• [Set exercise a]: Multiply each pixel coordinate in the rows below by 0.85, rounding to whole numbers with halves rounded up. Write out everything from the row line containing "of the open" down to the row line containing "[(95, 113), (503, 115)]" in full, with the new values in place.

• [Page extract]:
★ ★ ★

15 Feb, 2013

1 commit

  • This reverts commit 9d02b43dee0d7fb18dfb13a00915550b1a3daa9f.

    We are doing this b/c on 32-bit PVonHVM with older hypervisors
    (Xen 4.1) it ends up bothing up the start_info. This is bad b/c
    we use it for the time keeping, and the timekeeping code loops
    forever - as the version field never changes. Olaf says to
    revert it, so lets do that.

    Acked-by: Olaf Hering
    Signed-off-by: Konrad Rzeszutek Wilk

    Konrad Rzeszutek Wilk
     

02 Nov, 2012

1 commit

  • This is a respin of 00e37bdb0113a98408de42db85be002f21dbffd3
    ("xen PVonHVM: move shared_info to MMIO before kexec").

    Currently kexec in a PVonHVM guest fails with a triple fault because the
    new kernel overwrites the shared info page. The exact failure depends on
    the size of the kernel image. This patch moves the pfn from RAM into an
    E820 reserved memory area.

    The pfn containing the shared_info is located somewhere in RAM. This will
    cause trouble if the current kernel is doing a kexec boot into a new
    kernel. The new kernel (and its startup code) can not know where the pfn
    is, so it can not reserve the page. The hypervisor will continue to update
    the pfn, and as a result memory corruption occours in the new kernel.

    The toolstack marks the memory area FC000000-FFFFFFFF as reserved in the
    E820 map. Within that range newer toolstacks (4.3+) will keep 1MB
    starting from FE700000 as reserved for guest use. Older Xen4 toolstacks
    will usually not allocate areas up to FE700000, so FE700000 is expected
    to work also with older toolstacks.

    In Xen3 there is no reserved area at a fixed location. If the guest is
    started on such old hosts the shared_info page will be placed in RAM. As
    a result kexec can not be used.

    Signed-off-by: Olaf Hering
    Signed-off-by: Konrad Rzeszutek Wilk

    Olaf Hering
     

17 Aug, 2012

1 commit

  • This reverts commit 00e37bdb0113a98408de42db85be002f21dbffd3.

    During shutdown of PVHVM guests with more than 2VCPUs on certain
    machines we can hit the race where the replaced shared_info is not
    replaced fast enough and the PV time clock retries reading the same
    area over and over without any any success and is stuck in an
    infinite loop.

★ ★ ★

• [Material supplied]:

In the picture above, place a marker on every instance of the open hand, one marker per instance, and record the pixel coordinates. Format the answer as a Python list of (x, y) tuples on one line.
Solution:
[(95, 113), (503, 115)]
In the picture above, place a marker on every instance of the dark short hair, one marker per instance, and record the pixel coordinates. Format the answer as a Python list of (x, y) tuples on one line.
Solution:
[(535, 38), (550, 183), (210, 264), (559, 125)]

★ ★ ★

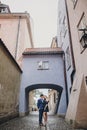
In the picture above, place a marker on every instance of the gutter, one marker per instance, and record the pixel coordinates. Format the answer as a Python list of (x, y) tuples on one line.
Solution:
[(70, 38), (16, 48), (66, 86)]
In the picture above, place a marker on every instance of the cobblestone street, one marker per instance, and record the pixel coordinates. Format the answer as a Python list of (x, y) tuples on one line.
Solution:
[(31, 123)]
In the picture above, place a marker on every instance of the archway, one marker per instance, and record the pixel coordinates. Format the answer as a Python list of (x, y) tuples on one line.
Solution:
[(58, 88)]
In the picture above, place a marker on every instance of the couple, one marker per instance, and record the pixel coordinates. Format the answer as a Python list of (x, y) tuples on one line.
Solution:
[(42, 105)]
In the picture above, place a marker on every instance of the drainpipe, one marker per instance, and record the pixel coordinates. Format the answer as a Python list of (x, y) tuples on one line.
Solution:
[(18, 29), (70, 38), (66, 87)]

★ ★ ★

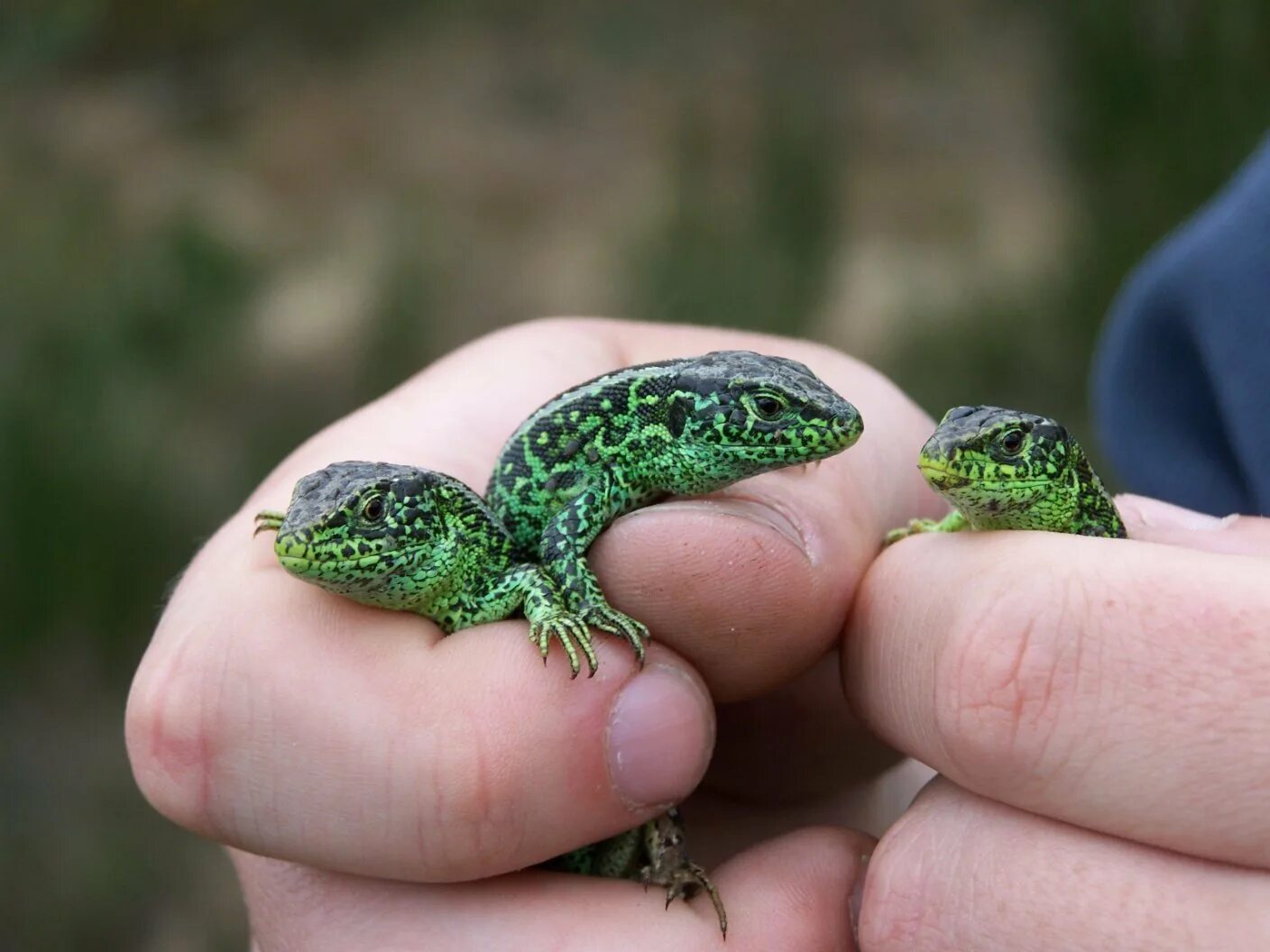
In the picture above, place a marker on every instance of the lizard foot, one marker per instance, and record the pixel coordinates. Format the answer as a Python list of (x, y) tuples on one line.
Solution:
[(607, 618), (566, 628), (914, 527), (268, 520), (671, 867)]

★ ★ ★

• [Set exercise b]: Write what comes next in the Xen commit log above, starting after its last sentence.

• [Reply a]:
In the picture above, place a marker on every instance of the open hand, one marker per instance, and record the pixel coordinates. Format the answer as a Python list of (x, y) tuples on one line.
Solution:
[(81, 96), (428, 98)]

• [Reply b]:
    Acked-by: Olaf Hering
    Signed-off-by: Konrad Rzeszutek Wilk

    Konrad Rzeszutek Wilk
     

20 Jul, 2012

1 commit

  • Currently kexec in a PVonHVM guest fails with a triple fault because the
    new kernel overwrites the shared info page. The exact failure depends on
    the size of the kernel image. This patch moves the pfn from RAM into
    MMIO space before the kexec boot.

    The pfn containing the shared_info is located somewhere in RAM. This
    will cause trouble if the current kernel is doing a kexec boot into a
    new kernel. The new kernel (and its startup code) can not know where the
    pfn is, so it can not reserve the page. The hypervisor will continue to
    update the pfn, and as a result memory corruption occours in the new
    kernel.

    One way to work around this issue is to allocate a page in the
    xen-platform pci device's BAR memory range. But pci init is done very
    late and the shared_info page is already in use very early to read the
    pvclock. So moving the pfn from RAM to MMIO is racy because some code
    paths on other vcpus could access the pfn during the small window when
    the old pfn is moved to the new pfn. There is even a small window were
    the old pfn is not backed by a mfn, and during that time all reads
    return -1.

    Because it is not known upfront where the MMIO region is located it can
    not be used right from the start in xen_hvm_init_shared_info.

    To minimise trouble the move of the pfn is done shortly before kexec.
    This does not eliminate the race because all vcpus are still online when
    the syscore_ops will be called. But hopefully there is no work pending
    at this point in time. Also the syscore_op is run last which reduces the
    risk further.

    Signed-off-by: Olaf Hering
    Signed-off-by: Konrad Rzeszutek Wilk

    Olaf Hering
     

26 Feb, 2011

2 commits


02 Dec, 2010

1 commit


27 Jul, 2010

1 commit

  • Use xen_vcpuop_clockevent instead of hpet and APIC timers as main
    clockevent device on all vcpus, use the xen wallclock time as wallclock
    instead of rtc and use xen_clocksource as clocksource.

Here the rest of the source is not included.